**REQUESTS:**
(a) List every distinct username that appears as a post author in the forum thread on orchid seed capsules.
(b) Write the next part of the forum thread on orchid seed capsules, beginning with the body of the last post shown.

# Capsule fever



## Rick (Nov 19, 2011)

Now after seeing all these big green capsules (the paph is the smallest BTW), and realizing that they may contain up to a Tsp of dust size embryos, with no food reserves, how much energy and resources does it really take out of the plant to produce orchid seed?

Its not like corn, wheat, or any other plant that has a food packet attached to the embryo. And the sides of the capsule are photosynthetic material.


----------



## gonewild (Nov 19, 2011)

Zero


----------



## likespaphs (Nov 19, 2011)

is it the flowering that takes the majority of the energy?
know where you're sending the seed?


----------



## Rick (Nov 19, 2011)

likespaphs said:


> is it the flowering that takes the majority of the energy?
> know where you're sending the seed?



Flowers may take up more since (as far as I know) aren't photosynthesizing, and probably suck up some K.

I promised the Cochleanthes seed to John M. The rest will end up at Troy's.

I'm not sure if I will bother with the equestris. It's a spontaneous capsule.

I did catch a bumble bee flopping around in the equestris flowers one day, but can't vouch that its a selfing.


----------



## tocarmar (Nov 19, 2011)

"I did catch a bumble bee flopping around in the equestris flowers one day, but can't vouch that its a selfing."

Maybe a cross with the Paph!!!  LOL

Good luck with them!!


----------



## Ray (Nov 19, 2011)

gonewild said:


> Zero



How can the development of a seed capsule require zero energy? At a bare minimum it is growth of new tissue?


----------



## likespaphs (Nov 19, 2011)

tocarmar said:


> "I did catch a bumble bee flopping around in the equestris flowers one day, but can't vouch that its a selfing."
> 
> Maybe a cross with the Paph!!!  LOL...




ever see the british flick "Saving Grace"?
long and the short of it is Grace's husband commits suicide leaving her in financial ruin (as he was lying about finances for years) and she quits growing orchids and starts growing reefer so she doesn't lose the house and go on the dole
she gets flustered at one point trying to convince someone she's still growing orchids and refers to a Phalaenopsis/Paph hybrid
:rollhappy:


----------



## Rick (Nov 19, 2011)

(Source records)
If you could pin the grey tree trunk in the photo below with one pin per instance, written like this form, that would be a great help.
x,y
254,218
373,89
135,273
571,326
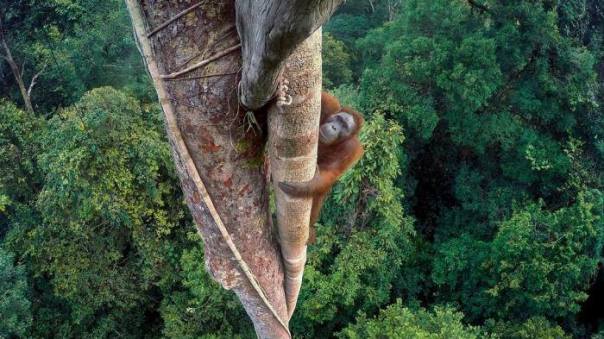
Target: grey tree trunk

**TASK-BY-TASK RESULTS:**
(a) Rick, gonewild, likespaphs, tocarmar, Ray

(b)
likespaphs said:


> ever see the british flick "Saving Grace"?
> long and the short of it is Grace's husband commits suicide leaving her in financial ruin (as he was lying about finances for years) and she quits growing orchids and starts growing reefer so she doesn't lose the house and go on the dole
> she gets flustered at one point trying to convince someone she's still growing orchids and refers to a Phalaenopsis/Paph hybrid
> :rollhappy:



No I didn't see this, but I just sat through the first two episodes of Twilight and now I'm totally emo

Maybe I'll try that equestris seed AND PROVE TO YOU ALL NON BELIEVERS THAT I HAVE FINALLY PRODUCED THE TRUE PHAL/PAPH HYBRID:evil::evil::evil::evil::evil:


----------



## SlipperFan (Nov 19, 2011)

I agree with Ray. I don't know if it's true, but I've heard that 2 capsules on a plant with only 2 or 3 growths will stress the plant.


----------



## paphioboy (Nov 20, 2011)

SlipperFan said:


> I agree with Ray. I don't know if it's true, but I've heard that 2 capsules on a plant with only 2 or 3 growths will stress the plant.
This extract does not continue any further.